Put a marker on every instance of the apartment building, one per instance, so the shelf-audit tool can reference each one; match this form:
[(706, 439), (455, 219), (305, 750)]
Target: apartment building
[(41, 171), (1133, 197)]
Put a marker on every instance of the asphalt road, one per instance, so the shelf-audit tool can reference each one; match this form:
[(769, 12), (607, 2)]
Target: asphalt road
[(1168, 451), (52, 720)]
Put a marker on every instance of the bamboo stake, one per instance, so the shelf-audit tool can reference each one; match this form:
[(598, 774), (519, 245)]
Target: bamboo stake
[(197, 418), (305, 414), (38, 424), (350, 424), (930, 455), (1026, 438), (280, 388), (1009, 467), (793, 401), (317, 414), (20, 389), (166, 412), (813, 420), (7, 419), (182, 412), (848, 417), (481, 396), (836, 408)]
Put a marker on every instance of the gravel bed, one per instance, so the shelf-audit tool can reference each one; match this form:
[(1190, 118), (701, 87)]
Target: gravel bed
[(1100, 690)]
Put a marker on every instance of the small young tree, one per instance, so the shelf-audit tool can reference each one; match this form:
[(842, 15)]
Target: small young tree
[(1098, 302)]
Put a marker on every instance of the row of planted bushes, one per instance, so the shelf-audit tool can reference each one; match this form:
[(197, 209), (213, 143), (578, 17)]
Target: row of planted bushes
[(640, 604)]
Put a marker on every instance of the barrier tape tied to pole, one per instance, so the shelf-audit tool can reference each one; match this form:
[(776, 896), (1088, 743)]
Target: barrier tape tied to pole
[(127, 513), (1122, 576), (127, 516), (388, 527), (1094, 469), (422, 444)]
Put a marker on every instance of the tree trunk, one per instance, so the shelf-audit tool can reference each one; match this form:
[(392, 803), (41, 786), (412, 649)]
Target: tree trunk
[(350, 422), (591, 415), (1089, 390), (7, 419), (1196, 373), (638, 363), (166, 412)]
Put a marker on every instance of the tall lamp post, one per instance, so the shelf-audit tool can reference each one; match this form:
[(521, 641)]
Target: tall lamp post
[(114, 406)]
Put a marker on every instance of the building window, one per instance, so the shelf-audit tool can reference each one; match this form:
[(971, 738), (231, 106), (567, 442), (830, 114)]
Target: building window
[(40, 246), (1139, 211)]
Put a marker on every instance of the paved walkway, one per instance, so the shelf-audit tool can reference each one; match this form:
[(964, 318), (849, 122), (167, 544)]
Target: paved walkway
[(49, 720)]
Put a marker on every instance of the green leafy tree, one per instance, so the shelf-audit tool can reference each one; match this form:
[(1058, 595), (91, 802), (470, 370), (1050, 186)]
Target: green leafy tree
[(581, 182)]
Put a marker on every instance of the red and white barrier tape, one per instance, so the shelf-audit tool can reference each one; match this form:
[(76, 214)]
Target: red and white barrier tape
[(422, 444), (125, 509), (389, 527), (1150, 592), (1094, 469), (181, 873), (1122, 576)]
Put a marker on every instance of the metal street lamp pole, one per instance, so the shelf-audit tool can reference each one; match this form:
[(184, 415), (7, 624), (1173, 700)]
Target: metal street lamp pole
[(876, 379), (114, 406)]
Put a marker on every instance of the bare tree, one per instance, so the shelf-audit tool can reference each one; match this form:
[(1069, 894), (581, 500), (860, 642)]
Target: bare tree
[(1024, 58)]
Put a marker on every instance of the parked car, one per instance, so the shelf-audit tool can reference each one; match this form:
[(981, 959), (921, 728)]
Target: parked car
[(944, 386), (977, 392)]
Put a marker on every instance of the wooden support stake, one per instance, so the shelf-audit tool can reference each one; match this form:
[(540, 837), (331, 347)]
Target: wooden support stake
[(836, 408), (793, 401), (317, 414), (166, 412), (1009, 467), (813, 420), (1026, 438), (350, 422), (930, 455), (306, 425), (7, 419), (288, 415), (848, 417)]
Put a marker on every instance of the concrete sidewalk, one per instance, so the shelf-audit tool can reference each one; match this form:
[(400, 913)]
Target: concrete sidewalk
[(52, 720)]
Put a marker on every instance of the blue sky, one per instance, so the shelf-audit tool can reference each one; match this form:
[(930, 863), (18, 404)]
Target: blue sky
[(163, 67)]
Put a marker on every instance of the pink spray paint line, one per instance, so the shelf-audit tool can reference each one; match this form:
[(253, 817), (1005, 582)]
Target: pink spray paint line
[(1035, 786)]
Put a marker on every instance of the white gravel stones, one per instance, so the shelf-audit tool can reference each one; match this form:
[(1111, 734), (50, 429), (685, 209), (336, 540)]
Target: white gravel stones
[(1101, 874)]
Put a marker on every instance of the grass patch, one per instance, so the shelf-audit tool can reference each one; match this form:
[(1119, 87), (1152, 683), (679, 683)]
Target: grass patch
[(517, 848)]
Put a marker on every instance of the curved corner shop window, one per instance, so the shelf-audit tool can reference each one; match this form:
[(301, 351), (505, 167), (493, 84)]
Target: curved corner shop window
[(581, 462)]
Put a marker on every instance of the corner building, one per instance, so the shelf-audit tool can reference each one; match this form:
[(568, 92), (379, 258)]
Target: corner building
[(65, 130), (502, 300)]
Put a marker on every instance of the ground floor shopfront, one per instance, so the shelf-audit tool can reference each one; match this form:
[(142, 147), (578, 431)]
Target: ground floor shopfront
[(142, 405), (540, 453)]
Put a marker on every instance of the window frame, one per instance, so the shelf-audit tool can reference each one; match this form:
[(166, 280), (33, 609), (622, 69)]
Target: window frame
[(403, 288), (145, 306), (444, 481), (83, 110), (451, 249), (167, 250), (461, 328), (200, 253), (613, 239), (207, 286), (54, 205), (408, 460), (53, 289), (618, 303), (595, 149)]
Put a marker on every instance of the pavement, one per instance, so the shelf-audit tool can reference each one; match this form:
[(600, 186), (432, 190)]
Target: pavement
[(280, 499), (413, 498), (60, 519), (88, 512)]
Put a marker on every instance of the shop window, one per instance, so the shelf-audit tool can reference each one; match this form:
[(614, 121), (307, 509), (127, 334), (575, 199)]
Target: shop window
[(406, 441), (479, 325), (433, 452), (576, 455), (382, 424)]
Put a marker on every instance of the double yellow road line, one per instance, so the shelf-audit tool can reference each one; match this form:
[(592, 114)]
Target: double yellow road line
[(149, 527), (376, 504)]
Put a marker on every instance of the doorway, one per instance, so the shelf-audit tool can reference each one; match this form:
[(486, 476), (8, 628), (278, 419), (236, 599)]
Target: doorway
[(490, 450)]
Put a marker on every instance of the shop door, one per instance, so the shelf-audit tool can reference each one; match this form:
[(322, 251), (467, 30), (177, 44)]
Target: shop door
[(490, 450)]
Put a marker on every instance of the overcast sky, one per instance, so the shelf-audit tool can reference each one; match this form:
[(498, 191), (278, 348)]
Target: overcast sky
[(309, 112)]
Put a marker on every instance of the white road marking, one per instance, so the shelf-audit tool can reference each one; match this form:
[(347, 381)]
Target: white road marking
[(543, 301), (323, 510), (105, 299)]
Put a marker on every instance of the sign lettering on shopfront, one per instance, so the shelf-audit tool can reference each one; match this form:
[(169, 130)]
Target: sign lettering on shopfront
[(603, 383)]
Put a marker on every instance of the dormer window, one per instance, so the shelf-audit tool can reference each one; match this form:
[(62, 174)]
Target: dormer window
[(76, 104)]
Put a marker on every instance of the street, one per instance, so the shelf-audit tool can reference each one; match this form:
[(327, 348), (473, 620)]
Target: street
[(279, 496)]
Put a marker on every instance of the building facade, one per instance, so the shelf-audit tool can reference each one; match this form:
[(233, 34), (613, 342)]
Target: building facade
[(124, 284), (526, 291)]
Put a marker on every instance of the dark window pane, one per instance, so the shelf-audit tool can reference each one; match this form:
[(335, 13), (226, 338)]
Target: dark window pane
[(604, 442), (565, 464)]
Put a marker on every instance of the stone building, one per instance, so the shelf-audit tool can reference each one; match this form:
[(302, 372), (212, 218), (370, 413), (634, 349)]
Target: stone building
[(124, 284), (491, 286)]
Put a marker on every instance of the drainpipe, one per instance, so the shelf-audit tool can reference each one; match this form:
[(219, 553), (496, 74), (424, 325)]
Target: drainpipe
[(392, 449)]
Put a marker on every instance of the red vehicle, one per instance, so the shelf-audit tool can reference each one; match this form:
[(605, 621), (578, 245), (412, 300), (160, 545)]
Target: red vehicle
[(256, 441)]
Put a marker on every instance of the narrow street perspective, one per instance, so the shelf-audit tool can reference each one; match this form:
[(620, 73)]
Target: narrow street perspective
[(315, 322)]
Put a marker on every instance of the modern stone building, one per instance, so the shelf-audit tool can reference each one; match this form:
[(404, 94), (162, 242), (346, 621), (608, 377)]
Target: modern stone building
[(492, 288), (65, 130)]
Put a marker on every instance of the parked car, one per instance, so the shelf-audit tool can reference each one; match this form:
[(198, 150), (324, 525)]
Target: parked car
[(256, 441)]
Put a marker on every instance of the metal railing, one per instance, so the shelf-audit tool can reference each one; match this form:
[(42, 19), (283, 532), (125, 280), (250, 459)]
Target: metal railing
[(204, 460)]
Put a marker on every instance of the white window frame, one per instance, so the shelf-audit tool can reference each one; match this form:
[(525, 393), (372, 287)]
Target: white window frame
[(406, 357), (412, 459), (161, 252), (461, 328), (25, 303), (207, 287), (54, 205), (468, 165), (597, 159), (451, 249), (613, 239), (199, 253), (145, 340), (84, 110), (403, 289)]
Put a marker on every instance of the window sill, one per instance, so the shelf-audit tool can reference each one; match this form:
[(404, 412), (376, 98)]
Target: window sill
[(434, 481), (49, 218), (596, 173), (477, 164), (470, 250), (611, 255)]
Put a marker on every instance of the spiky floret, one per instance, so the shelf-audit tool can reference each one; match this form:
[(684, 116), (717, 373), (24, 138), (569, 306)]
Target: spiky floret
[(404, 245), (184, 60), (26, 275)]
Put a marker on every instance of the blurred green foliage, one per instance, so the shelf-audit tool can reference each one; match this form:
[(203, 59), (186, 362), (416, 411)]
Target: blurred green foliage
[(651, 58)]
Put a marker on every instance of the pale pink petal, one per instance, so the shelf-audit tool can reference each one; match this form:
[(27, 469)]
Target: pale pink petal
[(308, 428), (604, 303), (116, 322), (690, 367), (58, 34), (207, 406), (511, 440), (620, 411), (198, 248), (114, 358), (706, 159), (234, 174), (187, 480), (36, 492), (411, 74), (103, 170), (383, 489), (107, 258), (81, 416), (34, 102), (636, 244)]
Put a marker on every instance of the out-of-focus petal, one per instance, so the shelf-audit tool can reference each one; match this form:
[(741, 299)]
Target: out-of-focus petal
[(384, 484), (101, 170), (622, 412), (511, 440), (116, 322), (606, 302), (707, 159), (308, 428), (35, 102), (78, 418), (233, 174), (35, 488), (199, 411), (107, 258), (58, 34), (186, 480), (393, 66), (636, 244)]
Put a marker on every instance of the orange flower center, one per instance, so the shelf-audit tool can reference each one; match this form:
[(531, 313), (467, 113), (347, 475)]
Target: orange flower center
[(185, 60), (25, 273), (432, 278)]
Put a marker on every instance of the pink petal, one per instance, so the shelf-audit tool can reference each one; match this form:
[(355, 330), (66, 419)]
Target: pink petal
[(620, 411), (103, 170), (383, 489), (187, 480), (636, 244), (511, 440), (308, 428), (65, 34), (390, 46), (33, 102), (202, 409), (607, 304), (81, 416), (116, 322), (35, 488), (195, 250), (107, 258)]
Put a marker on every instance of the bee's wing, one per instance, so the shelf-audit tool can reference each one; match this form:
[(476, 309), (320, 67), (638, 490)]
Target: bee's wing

+++

EXERCISE DESCRIPTION: Rewrite the records starting with the line containing "Put a marker on every instance of the drainpipe, one" and going on through the line containing "250), (611, 255)]", replacing "parked car" with "stationary car" and leaving everything else unchanged. Give only those lines.

WRITTEN ANSWER:
Put a marker on every instance of the drainpipe, one per instance, so the shelf-audit tool can reference each one; match this form:
[(219, 553), (496, 74), (424, 325)]
Target: drainpipe
[(392, 449)]
Put a marker on every instance of the red vehicle, one per instance, so the shelf-audit tool can reference each one; match this form:
[(605, 621), (578, 245), (412, 300), (160, 545)]
Target: red vehicle
[(256, 441)]
Put a marker on every instance of the narrow street perspective, one per instance, so the shelf-audit tool can reference each one; match this form:
[(620, 73)]
Target: narrow street perspective
[(315, 322)]
Put a marker on every instance of the modern stone building, one per instance, so the shelf-audit tool can reference each one; match this form:
[(404, 94), (162, 242), (346, 621), (608, 377)]
Target: modern stone building
[(492, 288), (65, 130)]
Put a marker on every instance of the stationary car, one per instance, so the shelf-audit tool can reference each one; match this form:
[(198, 150), (324, 525)]
Target: stationary car
[(256, 441)]
Put a marker on every instance of the metal railing, one per instance, so the shelf-audit tool can reference each one; match this form:
[(42, 19), (283, 532), (125, 280), (250, 459)]
Target: metal railing
[(204, 460)]
Put a marker on every instance of the white window frame, one per instance, so the shelf-audit tool can reference each one; match this form:
[(525, 393), (372, 287)]
Target: white window frame
[(406, 357), (412, 459), (161, 252), (461, 328), (25, 303), (207, 287), (54, 205), (468, 165), (597, 159), (451, 249), (613, 239), (199, 253), (145, 340), (84, 110), (403, 289)]
Put a marker on every instance of the window sill, one per instance, so the shelf-audit tool can reference each one; match this form:
[(404, 412), (376, 98)]
Target: window sill
[(434, 481), (49, 218), (596, 173), (477, 164), (470, 250), (611, 255)]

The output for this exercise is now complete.